__Required task__. Could you convert all the entries below into a numbered list, skipping blank lines and leaving the pictures out?

── Listed records ──

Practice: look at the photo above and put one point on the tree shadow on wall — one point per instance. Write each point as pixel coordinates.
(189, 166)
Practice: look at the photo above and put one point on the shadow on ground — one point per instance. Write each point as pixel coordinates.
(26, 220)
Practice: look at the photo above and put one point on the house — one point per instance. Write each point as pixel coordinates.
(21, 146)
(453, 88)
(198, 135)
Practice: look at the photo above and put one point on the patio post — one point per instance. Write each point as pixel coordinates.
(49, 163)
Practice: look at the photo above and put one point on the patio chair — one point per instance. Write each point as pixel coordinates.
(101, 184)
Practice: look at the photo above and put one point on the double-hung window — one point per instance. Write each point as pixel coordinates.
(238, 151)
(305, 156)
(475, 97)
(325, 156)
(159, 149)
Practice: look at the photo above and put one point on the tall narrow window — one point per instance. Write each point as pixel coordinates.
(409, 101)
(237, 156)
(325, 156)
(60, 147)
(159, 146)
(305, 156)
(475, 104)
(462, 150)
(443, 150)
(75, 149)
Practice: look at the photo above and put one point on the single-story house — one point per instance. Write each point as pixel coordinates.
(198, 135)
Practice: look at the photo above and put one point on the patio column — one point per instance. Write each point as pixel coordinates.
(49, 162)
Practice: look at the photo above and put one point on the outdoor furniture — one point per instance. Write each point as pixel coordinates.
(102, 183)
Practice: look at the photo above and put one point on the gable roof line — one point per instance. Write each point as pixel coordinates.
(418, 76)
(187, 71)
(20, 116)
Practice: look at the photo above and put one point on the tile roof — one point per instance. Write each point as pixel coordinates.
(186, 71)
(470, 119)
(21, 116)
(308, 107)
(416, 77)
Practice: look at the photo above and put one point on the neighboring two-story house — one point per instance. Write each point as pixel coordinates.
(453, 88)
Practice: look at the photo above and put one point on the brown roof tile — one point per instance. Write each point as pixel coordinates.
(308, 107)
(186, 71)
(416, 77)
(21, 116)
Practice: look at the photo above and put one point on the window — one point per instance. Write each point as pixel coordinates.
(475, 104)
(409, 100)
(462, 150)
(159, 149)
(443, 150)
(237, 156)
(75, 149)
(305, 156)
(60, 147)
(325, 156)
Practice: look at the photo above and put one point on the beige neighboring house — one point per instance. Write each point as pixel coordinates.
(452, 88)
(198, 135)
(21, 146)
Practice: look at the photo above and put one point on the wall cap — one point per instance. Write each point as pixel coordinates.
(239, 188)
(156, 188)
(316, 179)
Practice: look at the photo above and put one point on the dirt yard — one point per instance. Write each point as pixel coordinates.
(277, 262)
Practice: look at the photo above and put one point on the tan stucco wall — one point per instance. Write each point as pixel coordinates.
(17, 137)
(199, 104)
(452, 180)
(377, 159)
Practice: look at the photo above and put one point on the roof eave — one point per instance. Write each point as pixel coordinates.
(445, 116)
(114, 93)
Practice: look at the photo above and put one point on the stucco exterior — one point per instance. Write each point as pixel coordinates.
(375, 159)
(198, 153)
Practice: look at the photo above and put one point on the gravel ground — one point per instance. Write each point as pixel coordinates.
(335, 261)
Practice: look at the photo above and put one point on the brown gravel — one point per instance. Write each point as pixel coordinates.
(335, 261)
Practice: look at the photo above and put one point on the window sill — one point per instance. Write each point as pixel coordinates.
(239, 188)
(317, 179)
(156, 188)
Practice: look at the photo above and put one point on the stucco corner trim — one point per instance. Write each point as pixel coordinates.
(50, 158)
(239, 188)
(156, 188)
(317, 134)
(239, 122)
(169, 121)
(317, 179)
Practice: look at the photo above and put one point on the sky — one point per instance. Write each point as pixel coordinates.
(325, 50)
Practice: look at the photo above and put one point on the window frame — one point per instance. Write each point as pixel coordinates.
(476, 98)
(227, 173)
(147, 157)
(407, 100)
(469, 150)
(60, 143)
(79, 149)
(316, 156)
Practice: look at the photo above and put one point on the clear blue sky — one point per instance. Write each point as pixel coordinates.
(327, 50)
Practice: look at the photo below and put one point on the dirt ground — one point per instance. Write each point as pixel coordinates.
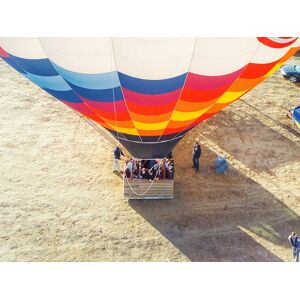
(59, 200)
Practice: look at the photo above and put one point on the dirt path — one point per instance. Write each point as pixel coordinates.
(59, 200)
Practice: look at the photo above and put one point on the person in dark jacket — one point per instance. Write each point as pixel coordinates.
(196, 156)
(117, 157)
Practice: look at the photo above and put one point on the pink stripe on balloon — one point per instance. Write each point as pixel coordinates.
(152, 100)
(203, 82)
(118, 106)
(3, 53)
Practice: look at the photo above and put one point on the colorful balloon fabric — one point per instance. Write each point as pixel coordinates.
(147, 92)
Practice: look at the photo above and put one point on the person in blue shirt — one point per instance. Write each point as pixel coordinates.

───

__Response below__.
1. Practice: look at the photo above and put one point on the tree shadow on wall — one point per instance. Write each point as pixel coordinates.
2. (189, 166)
3. Practice: look at the photo above and put one point on the shadow on ground — one point per instance. Write each point as pixel coordinates.
4. (26, 220)
5. Practice: look at the photo above and put one point on the house — one point per instance. Write each point as pixel coordinates.
6. (21, 146)
7. (453, 88)
8. (198, 135)
9. Practice: look at the photo above and put one point on the patio post — one point per instance. Write each point as pixel coordinates.
10. (49, 163)
11. Practice: look at the photo above and put one point on the patio chair — one point per instance. Write each point as pixel coordinates.
12. (101, 184)
13. Practice: look at the photo above and put one point on the double-hung window — one point per instance. Write each point as pixel coordinates.
14. (238, 151)
15. (305, 156)
16. (475, 97)
17. (325, 156)
18. (159, 149)
19. Practice: look at the photo above and put one point on the tall narrow window — one point per instance. Write each point as pixel coordinates.
20. (409, 101)
21. (237, 156)
22. (325, 156)
23. (60, 147)
24. (159, 146)
25. (305, 156)
26. (475, 104)
27. (462, 150)
28. (443, 150)
29. (75, 149)
30. Practice: look at the photo above and put one point on the single-story house — one point per instance. Write each point as pixel coordinates.
31. (198, 135)
32. Practice: look at the photo above and put one point on the patio column — one point per instance. Write each point as pixel coordinates.
33. (49, 162)
34. Practice: look at the photo above and put one point on the outdoor furniture — one point per instance. Write each point as pixel coordinates.
35. (102, 183)
36. Practice: look at the photo above and put one point on the gable roof line — one point per instance. Write each point as pixel coordinates.
37. (418, 76)
38. (187, 71)
39. (20, 116)
40. Practice: look at the photo above and put one point on the tile roof — one point per instance. Write each point as pixel coordinates.
41. (186, 71)
42. (470, 119)
43. (21, 116)
44. (308, 107)
45. (416, 77)
46. Practice: look at the photo above and put one point on the neighboring two-story house — one point per instance. Write each point as pixel coordinates.
47. (453, 88)
48. Practice: look at the photo above and put one point on the brown roof tile — one point per instance. Write each point as pixel coordinates.
49. (308, 107)
50. (186, 71)
51. (416, 77)
52. (21, 116)
53. Practice: look at the photo above and put one point on the window — one point per instance. Write each point as pixel coordinates.
54. (475, 104)
55. (409, 100)
56. (462, 150)
57. (159, 149)
58. (443, 150)
59. (237, 156)
60. (75, 149)
61. (305, 156)
62. (60, 147)
63. (325, 156)
64. Practice: look at the photo above and put one point on the beige neighboring house — one point per instance. Write each point as pixel coordinates.
65. (452, 88)
66. (198, 135)
67. (21, 146)
68. Practice: look at the photo above and put one point on the wall cap — one point per instance. Write each point as pixel coordinates.
69. (239, 188)
70. (156, 188)
71. (316, 179)
72. Practice: look at the photo above and put one point on the dirt yard — one point per instance. Write each point as pixel coordinates.
73. (277, 262)
74. Practice: look at the photo above and put one point on the tan stucco wall — one point per instance. Write each point as pixel coordinates.
75. (17, 137)
76. (199, 104)
77. (452, 180)
78. (377, 159)
79. Practice: look at the photo above and put one point on the roof eave — one point per instance. Write each point as pixel coordinates.
80. (445, 116)
81. (114, 93)
82. Practice: look at the photo above and put one point on the stucco exterior — one point per instance. Write each point as pixel coordinates.
83. (375, 159)
84. (198, 153)
85. Practice: look at the photo above and put one point on the gravel ground — one point per instance. Write each point as pixel coordinates.
86. (335, 261)
87. Practice: look at the photo above and put one point on the brown gravel — one point per instance. Write each point as pixel coordinates.
88. (335, 261)
89. Practice: look at the photo above and put one point on the window sill — one point per instance. Write each point as pixel coordinates.
90. (239, 188)
91. (317, 179)
92. (156, 188)
93. Practice: look at the photo above and put one point on the stucco corner trim — one point per instance. Write each point as pixel coordinates.
94. (50, 158)
95. (239, 188)
96. (156, 188)
97. (317, 134)
98. (239, 122)
99. (169, 121)
100. (317, 179)
101. Practice: look at the photo above and put one point on the sky — one point per instance. Write each point as pixel coordinates.
102. (325, 50)
103. Practice: look at the photo above and put one point on the window frame — one point per instance. Write each point as pixel coordinates.
104. (476, 98)
105. (227, 173)
106. (147, 157)
107. (407, 100)
108. (469, 150)
109. (60, 143)
110. (79, 149)
111. (316, 156)
112. Practice: look at the photo above and put one point on the clear blue sky — one point per instance. Write each point as pixel coordinates.
113. (327, 50)
114. Practice: look at the photo below and put one point on the dirt ground — one point per instance. Write each point as pixel coordinates.
115. (59, 200)
116. Practice: look at the photo above and put one point on the dirt path — one point per instance. Write each point as pixel coordinates.
117. (59, 200)
118. Practice: look at the photo above and put one point on the person in dark jacket — one point per instance. Write each point as pixel coordinates.
119. (196, 156)
120. (117, 157)
121. Practice: look at the photo above and put one point on the pink stripe on balloon — one point per instance. Write each point as pixel coordinates.
122. (152, 100)
123. (203, 82)
124. (118, 106)
125. (3, 53)
126. Practice: look at the photo above and put one point on the colorful balloon fabric — one point per instance. Write each point as pixel coordinates.
127. (147, 92)
128. Practice: look at the photo above and put one point on the person in blue shirt — one point per instance. Write each point as pixel coordinates.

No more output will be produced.